* Begin Provided data *

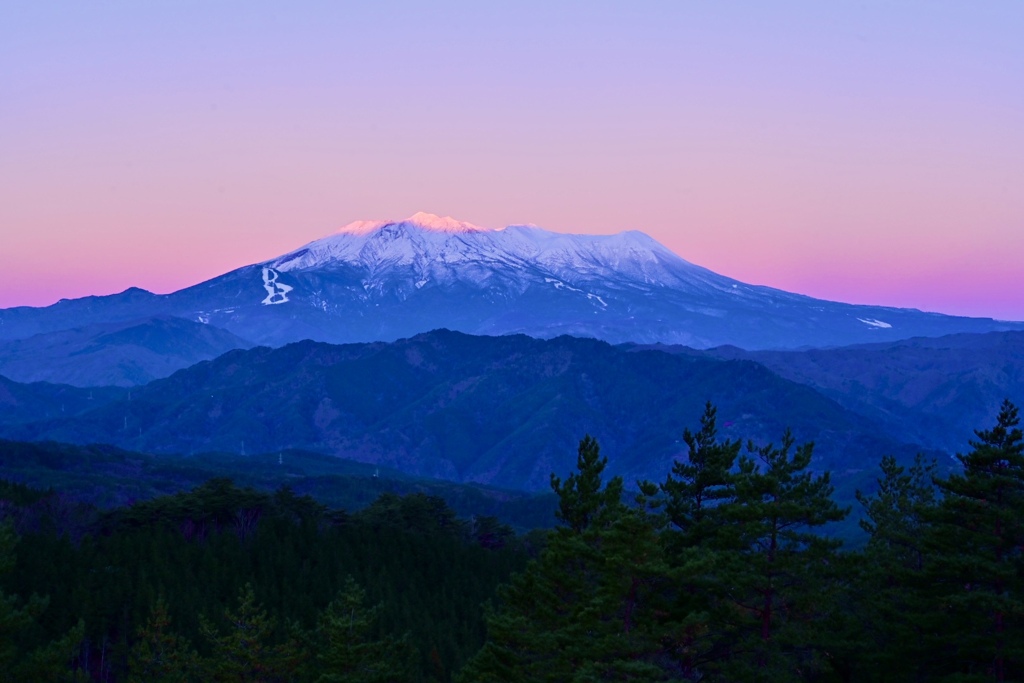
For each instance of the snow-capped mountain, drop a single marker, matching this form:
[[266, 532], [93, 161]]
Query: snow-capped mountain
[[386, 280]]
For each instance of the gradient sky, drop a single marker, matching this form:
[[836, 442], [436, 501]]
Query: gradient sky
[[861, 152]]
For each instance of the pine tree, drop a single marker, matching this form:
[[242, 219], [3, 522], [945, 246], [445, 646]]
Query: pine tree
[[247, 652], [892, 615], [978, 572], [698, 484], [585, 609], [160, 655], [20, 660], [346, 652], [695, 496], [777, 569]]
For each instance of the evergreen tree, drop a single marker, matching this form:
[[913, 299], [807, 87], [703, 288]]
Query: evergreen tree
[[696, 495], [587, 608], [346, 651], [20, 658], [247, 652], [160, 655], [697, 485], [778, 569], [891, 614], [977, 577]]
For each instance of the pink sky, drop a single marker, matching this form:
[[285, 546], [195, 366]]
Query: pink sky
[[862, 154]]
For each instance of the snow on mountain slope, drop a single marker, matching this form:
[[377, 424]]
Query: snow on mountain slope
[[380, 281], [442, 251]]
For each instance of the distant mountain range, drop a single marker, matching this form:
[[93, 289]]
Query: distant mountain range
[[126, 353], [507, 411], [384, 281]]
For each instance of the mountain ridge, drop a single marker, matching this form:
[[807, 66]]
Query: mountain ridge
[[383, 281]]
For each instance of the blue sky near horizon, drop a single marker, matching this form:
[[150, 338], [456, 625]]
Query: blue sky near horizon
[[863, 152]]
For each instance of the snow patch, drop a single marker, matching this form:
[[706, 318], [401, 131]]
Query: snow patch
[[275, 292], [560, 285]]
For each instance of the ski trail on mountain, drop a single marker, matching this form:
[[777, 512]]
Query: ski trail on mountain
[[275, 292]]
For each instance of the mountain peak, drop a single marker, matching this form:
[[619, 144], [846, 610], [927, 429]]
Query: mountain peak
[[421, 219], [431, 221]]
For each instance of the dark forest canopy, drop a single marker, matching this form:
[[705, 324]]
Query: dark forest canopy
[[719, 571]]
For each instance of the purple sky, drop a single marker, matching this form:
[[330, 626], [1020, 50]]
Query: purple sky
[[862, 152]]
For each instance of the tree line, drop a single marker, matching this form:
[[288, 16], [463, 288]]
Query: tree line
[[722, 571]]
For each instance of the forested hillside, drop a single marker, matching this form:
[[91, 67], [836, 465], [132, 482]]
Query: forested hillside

* End Provided data *

### What you will do
Reproduce every item above verbatim, leaving out the pictures.

### Response below
For each instance of the snow-capped mountain, drop a single marker, matching this form:
[[266, 532], [93, 161]]
Query: snow-capped mountain
[[386, 280]]
For each instance of the gradient sky, drop a single marker, matching this form:
[[836, 442], [436, 501]]
Query: gradient sky
[[861, 152]]
For each instance of the pine tree, drop a single marker, matching this form:
[[242, 219], [3, 522], [945, 246], [445, 646]]
Query: pine tree
[[247, 652], [892, 615], [978, 572], [698, 484], [585, 609], [160, 655], [20, 660], [346, 652], [695, 496], [777, 569]]
For each instance of the evergreen tree, drop a single marker, matching this form:
[[913, 299], [807, 87], [703, 288]]
Query: evergreen tree
[[696, 495], [587, 608], [346, 651], [20, 658], [247, 652], [160, 655], [697, 485], [778, 569], [891, 614], [977, 577]]
For each instance of the pink sky, drop a single marker, matching this form:
[[285, 546], [195, 366]]
Query: pink sky
[[862, 154]]
For each instance of the snow on mountain slope, drop a single marker, matching this form:
[[377, 424]]
Query: snow on mountain slope
[[380, 281], [442, 251]]
For each instance of the distant mountain range, drop a single marker, matching this form:
[[93, 289]]
Query: distant mountain range
[[126, 353], [507, 411], [384, 281]]
For each instance of the mountain ridge, drop a single marker, matching this form:
[[807, 66]]
Query: mountain ridge
[[383, 281]]
For each instance of the blue sky near horizon, drop a single marker, matching this form:
[[150, 338], [456, 625]]
Query: blue sky near horizon
[[863, 152]]
For each instance of the snow patch, drop a single marker, matching this form:
[[706, 318], [401, 131]]
Query: snow patch
[[275, 292], [560, 285]]
For each instance of the ski trail on mountain, drop a single marker, matching this form:
[[777, 512]]
Query: ski trail on mountain
[[275, 292]]
For each instance of the mountain peak, drop a single marker, matching this form:
[[619, 144], [846, 610], [927, 429]]
Query: mountain peak
[[421, 219], [431, 221]]
For each instance of the dark forest canopy, drop a single marker, matching this form:
[[705, 324]]
Query: dark forest canopy
[[719, 571]]
For each instance of the purple sky, drop a single marker, matching this form:
[[330, 626], [1020, 50]]
Query: purple sky
[[862, 152]]
For each instance of the tree line, drop a single marker, matching this form:
[[288, 16], [463, 288]]
Query: tree line
[[722, 571]]
For each instance of the forested hillside, drop a single marker, matching this form:
[[91, 67], [836, 465], [132, 482]]
Query: forested hillside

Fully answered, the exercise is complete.